Task requirements: Leave the images aside and copy out the whole listing, exact to the word.

Records provided:
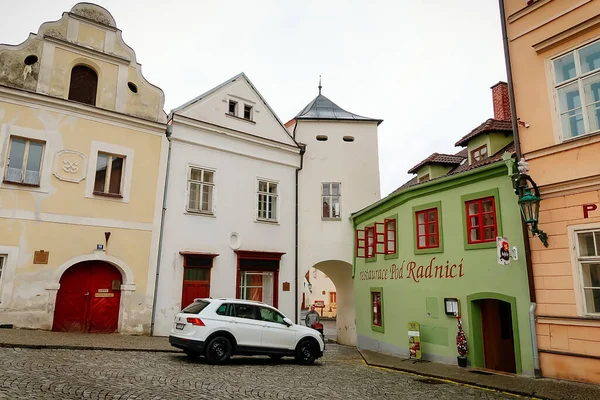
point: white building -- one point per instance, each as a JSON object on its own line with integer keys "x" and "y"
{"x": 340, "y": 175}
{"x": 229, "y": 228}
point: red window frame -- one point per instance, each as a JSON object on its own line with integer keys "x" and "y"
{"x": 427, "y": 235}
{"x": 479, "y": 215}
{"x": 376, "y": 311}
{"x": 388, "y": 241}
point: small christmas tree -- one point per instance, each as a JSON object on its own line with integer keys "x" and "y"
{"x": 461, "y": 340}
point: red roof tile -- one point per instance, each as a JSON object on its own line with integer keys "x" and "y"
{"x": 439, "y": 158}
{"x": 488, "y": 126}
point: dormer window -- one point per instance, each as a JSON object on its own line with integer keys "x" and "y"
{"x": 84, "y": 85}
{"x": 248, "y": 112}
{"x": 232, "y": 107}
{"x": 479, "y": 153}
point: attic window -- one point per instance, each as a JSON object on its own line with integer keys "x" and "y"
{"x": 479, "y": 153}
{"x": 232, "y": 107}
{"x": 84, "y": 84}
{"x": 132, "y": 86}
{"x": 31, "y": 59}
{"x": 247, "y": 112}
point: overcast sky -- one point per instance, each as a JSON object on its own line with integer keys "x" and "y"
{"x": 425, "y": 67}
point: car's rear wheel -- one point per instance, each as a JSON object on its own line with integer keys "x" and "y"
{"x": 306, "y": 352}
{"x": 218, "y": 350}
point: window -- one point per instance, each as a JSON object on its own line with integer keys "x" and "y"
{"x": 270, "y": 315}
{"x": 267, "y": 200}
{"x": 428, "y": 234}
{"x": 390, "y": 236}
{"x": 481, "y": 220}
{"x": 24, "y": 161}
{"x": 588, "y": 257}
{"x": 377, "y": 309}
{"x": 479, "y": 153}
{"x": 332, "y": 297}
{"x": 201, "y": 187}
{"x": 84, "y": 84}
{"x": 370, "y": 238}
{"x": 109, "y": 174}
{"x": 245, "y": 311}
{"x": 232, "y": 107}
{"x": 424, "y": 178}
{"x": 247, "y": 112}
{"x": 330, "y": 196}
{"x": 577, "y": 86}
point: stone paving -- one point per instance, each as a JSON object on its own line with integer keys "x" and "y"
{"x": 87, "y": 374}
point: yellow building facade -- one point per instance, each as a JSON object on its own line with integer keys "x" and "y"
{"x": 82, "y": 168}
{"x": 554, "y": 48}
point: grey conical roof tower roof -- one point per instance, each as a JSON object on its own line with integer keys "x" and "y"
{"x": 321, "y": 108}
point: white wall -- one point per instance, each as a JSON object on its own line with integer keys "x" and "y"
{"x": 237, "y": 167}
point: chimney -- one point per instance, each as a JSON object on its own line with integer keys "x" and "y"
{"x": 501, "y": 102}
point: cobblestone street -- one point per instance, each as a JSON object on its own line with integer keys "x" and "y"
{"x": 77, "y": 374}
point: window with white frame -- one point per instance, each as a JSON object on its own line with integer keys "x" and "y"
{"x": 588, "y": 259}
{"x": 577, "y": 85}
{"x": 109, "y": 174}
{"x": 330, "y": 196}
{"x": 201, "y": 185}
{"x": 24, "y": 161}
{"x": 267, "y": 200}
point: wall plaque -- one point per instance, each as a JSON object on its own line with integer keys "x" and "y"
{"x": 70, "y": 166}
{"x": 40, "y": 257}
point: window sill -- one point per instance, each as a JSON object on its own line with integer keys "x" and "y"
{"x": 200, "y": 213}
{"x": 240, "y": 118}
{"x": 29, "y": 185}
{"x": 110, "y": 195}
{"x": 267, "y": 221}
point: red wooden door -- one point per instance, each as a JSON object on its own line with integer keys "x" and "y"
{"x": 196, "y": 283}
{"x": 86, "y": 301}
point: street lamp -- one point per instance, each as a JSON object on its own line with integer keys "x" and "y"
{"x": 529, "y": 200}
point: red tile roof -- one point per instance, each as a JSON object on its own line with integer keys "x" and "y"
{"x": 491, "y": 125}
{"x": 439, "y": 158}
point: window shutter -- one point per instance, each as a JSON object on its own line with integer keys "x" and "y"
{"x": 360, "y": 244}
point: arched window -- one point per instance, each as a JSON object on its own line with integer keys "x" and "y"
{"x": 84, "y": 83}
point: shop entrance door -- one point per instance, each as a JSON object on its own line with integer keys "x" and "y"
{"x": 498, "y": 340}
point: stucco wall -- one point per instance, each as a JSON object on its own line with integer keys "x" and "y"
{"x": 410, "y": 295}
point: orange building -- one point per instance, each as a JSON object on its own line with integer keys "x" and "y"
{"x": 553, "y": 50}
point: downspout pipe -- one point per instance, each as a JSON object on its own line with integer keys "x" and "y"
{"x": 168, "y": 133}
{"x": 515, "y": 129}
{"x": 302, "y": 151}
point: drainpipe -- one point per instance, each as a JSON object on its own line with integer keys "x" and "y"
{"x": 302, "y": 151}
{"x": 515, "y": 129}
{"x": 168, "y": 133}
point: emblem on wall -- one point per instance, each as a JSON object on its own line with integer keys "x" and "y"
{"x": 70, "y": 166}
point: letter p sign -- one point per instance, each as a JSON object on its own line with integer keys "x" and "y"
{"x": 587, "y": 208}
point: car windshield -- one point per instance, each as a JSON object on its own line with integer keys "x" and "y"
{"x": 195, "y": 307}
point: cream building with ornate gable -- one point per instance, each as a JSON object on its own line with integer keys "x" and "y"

Written answer:
point: white building -- one point per instance, each as a JSON object on its own line with integer keys "x" and "y"
{"x": 340, "y": 175}
{"x": 229, "y": 228}
point: red window frame -- one point per instance, each as a JSON object on its own line with integer keys "x" and "y"
{"x": 427, "y": 235}
{"x": 479, "y": 215}
{"x": 376, "y": 311}
{"x": 388, "y": 241}
point: small christmas tree -- one point per instance, each as a JSON object on its own line with integer keys "x" and "y"
{"x": 461, "y": 340}
point: red roof tile -- one point per instance, each as a JSON object on its own line with integer keys "x" and "y"
{"x": 439, "y": 158}
{"x": 488, "y": 126}
point: dormer window -- one point per instance, each as a JSON object on its own line with integer keys "x" and "y"
{"x": 84, "y": 85}
{"x": 248, "y": 112}
{"x": 232, "y": 107}
{"x": 479, "y": 153}
point: attic window -- one point per instance, each as a JSON object on its own line with integer keys "x" and "y"
{"x": 479, "y": 153}
{"x": 232, "y": 107}
{"x": 84, "y": 84}
{"x": 132, "y": 86}
{"x": 31, "y": 59}
{"x": 247, "y": 112}
point: overcast sky -- one point per instance, each as a JSON object on its own line with integer keys "x" and "y"
{"x": 425, "y": 67}
point: car's rear wheel -- one point per instance, each as a JSON object on its own line with integer keys "x" and "y"
{"x": 306, "y": 352}
{"x": 218, "y": 350}
point: window -- one point per instance, each as a JSON object on its own line with integer keys "x" and "y"
{"x": 270, "y": 315}
{"x": 267, "y": 200}
{"x": 428, "y": 234}
{"x": 390, "y": 236}
{"x": 481, "y": 220}
{"x": 24, "y": 161}
{"x": 588, "y": 257}
{"x": 377, "y": 309}
{"x": 479, "y": 153}
{"x": 332, "y": 297}
{"x": 201, "y": 187}
{"x": 84, "y": 84}
{"x": 370, "y": 238}
{"x": 109, "y": 174}
{"x": 245, "y": 311}
{"x": 232, "y": 107}
{"x": 424, "y": 178}
{"x": 247, "y": 112}
{"x": 330, "y": 196}
{"x": 577, "y": 86}
point: stone paving -- one point per instance, each as a JSON object on its own line with integer keys "x" and "y"
{"x": 87, "y": 374}
point: yellow building facade -- one point per instance, each as a JSON object on its own line with integer keys "x" and "y"
{"x": 82, "y": 168}
{"x": 554, "y": 48}
point: grey conical roof tower roof -- one point per instance, each as a JSON object on its own line with integer keys "x" and "y"
{"x": 321, "y": 108}
point: white wall -- one point per instance, each as a JSON object on its own line with integer keys "x" and "y"
{"x": 237, "y": 167}
point: chimney -- one point per instance, each as a JSON object on its own line with integer keys "x" and "y"
{"x": 501, "y": 102}
point: cobblestone street -- one point per instance, each as a JSON object on its own line with integer keys "x" and "y"
{"x": 77, "y": 374}
point: window with white frame -- one point per instance, each as a JSON object on its own line with integer keys "x" and "y"
{"x": 588, "y": 259}
{"x": 577, "y": 85}
{"x": 109, "y": 174}
{"x": 330, "y": 196}
{"x": 201, "y": 185}
{"x": 24, "y": 161}
{"x": 267, "y": 200}
point: wall plaque -- one point per instance, each as a JSON object on its own line with integer keys "x" and "y"
{"x": 70, "y": 166}
{"x": 40, "y": 257}
point: window sill -- one point per instance, each as a JSON object on its own line with integer keys "x" and "y"
{"x": 200, "y": 213}
{"x": 240, "y": 118}
{"x": 29, "y": 185}
{"x": 110, "y": 195}
{"x": 267, "y": 221}
point: red wooden door -- one point per instance, each as a JSON object on its own line with integer keys "x" and "y"
{"x": 196, "y": 283}
{"x": 86, "y": 301}
point: street lamp -- one point per instance, each as a JSON object on its own line with integer keys "x" and "y"
{"x": 529, "y": 200}
point: red tile roof -- one point per instance, each as a JSON object on its own line with integer keys "x" and "y"
{"x": 491, "y": 125}
{"x": 439, "y": 158}
point: window shutter -- one point per instance, each as a JSON object on its own line with integer keys "x" and "y"
{"x": 360, "y": 244}
point: arched window -- one point per instance, each as a JSON object on its own line with integer keys "x" and "y"
{"x": 84, "y": 83}
point: shop entrance door -- one point per instance, each as a JSON object on its own line with integer keys "x" and "y"
{"x": 498, "y": 340}
point: stucco wall -- one point per instance, each as a JSON object on its own line with integer keys "x" and "y"
{"x": 410, "y": 295}
point: orange building -- one point per instance, each as a JSON object on its own line with integer keys "x" and "y"
{"x": 553, "y": 50}
point: downspout pipe -- one point per instance, each as a JSON object on its own line with integer keys "x" and "y"
{"x": 168, "y": 133}
{"x": 515, "y": 129}
{"x": 302, "y": 151}
point: drainpipe -- one point per instance, each as a JSON object on its own line with integer keys "x" and "y"
{"x": 302, "y": 151}
{"x": 515, "y": 129}
{"x": 168, "y": 133}
point: emblem on wall -- one point per instance, each as a JSON object on its own line with integer keys "x" and "y"
{"x": 70, "y": 166}
point: letter p sign -- one point per instance, each as a JSON object on its own line with integer keys "x" and "y"
{"x": 587, "y": 208}
point: car windshield -- one point per instance, each as a JSON object on its own line with integer keys "x" and "y"
{"x": 195, "y": 307}
point: cream building with ornate gable -- one point per instance, each as a JSON object on its own line with integer keys "x" and "y"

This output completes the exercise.